Text shown:
+---+

Heavy Equipment
Hit pause // COVID-19 forces machine builders, operators to rethink strategies
In efforts to offset economic fallout from COVID-19, states have taken measures such as offering stimulus checks to taxpayers as well as financial relief for businesses. Sharp declines in tax revenues have led to state and local budget shortfalls, resulting in many planned infrastructure projects to be either postponed or halted indefinitely.

The Council of State Governments COVID-19: Fiscal Impact to States and Strategies for Recovery report estimates that states will experience a combined $211 billion budgetary deficit to overall state funds. While states driven by the hospitality and tourism sectors, such as Nevada and Hawaii, are experiencing higher economic risk, the manufacturing sector remains stronger. In the Midwest especially, a good portion of manufacturers have stayed open and operational, serving as essential businesses.

The global heavy construction equipment market was valued at $121.66 billion in 2019 and is projected to reach $240.49 billion by 2027, according to a recent construction equipment market outlook from Allied Market Research.

The material handling applications segment is anticipated to grow rapidly with a compound annual growth rate of 5.4 percent due to increased use of material handling equipment such as cranes and telehandlers in large building, construction and mining operations, according to the research report.

Fourteen states and 20 local authorities have delayed or canceled road, transit and airport projects worth $9.04 billion, according to the American Road & Transportation Builders Association’s July 2020 report.

Uncertainty fuels speculation and state fiscal gaps initially projected for fiscal 2020 and 2021 remain in flux. The manufacturing sector is projected to lose 444,800 jobs, the most of any sector over the decade, according to the U.S. Bureau of Labor Statistics 2019-2029 summary report. However, jobs such as construction equipment operators are projected to grow 4 percent over the same period. Jobs for material moving machine operators are expected to grow 2 percent.

+---+

Record excerpts:
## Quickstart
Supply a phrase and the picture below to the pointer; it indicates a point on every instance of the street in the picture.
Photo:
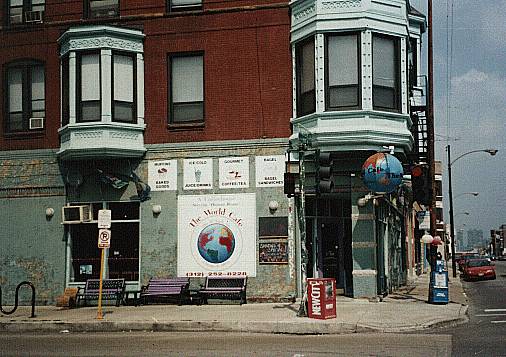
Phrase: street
(485, 334)
(223, 344)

+---+

Check your understanding:
(a) According to the article on COVID-19 and the heavy equipment industry, what value is the global heavy construction equipment market projected to reach by 2027?
(b) Write the next part of the article on COVID-19 and the heavy equipment industry, picking up after its last sentence.

List of answers:
(a) $240.49 billion

(b)
Making adjustments
Link-Belt Cranes, headquartered in Lexington, Kentucky, has adjusted its operations to accommodate CDC guidelines, including assigning some employees to work remotely as well as institute safety precautions for those working en premise.

“We have core employees who have work that cannot be done from home, some employees that can do some work remotely and, for some, a combination of the two,” says Bill Stramer, senior vice president marketing, sales and customer support at Link-Belt.

construction site
“This pandemic has taught us we need to be flexible and measure the issues on a daily basis,” says Bill Stramer, a senior vice president for Link-Belt.
According to the Material Handling Equipment Distributors Association (MHEDA), remote work is evolving: “Member companies should consider increasing investments in technologies and processes to enhance the employees’ remote work experience while still protecting the security and effectiveness of the organization.”

Guidelines vary by state and as a result, projects either continue, stop or are delayed. “In some states, we are seeing projects shut down and some continue without interruption,” Stramer says. “It’s very hard to clarify whether these projects that have been impacted, slowed down or stopped are directly related to COVID-19 or due to oil and gas industry issues.”

Like other manufacturers, Link-Belt shifted its production and office schedules, instituted restrictions on visitors and canceled all nonessential travel, eliminated large meetings and accommodated social distancing guidelines for smaller meetings.

As state governors adjust reopening schedules, businesses like Link-Belt expect a corresponding upswing in business. “The speed of that is totally dependent on the actions of each state and the timing of when they move back to a normal construction environment,” Stramer says. “As to the potential for a tsunami of construction on the horizon, we believe that a return to a more normal environment clearly would provide momentum for an expanded environment.

“However, the uncertainty of the oil and gas business will provide, without a doubt, significant headwinds to the overall market,” he adds.

As changes continue, Link-Belt’s Stramer advises companies to be flexible. “No matter what plans you have in place or emergency business operation strategies that might have been considered beforehand, this pandemic has taught us all that we need to be flexible and measure the issues on a daily basis and respond as quickly as possible to new and unexpected challenges of the moment.”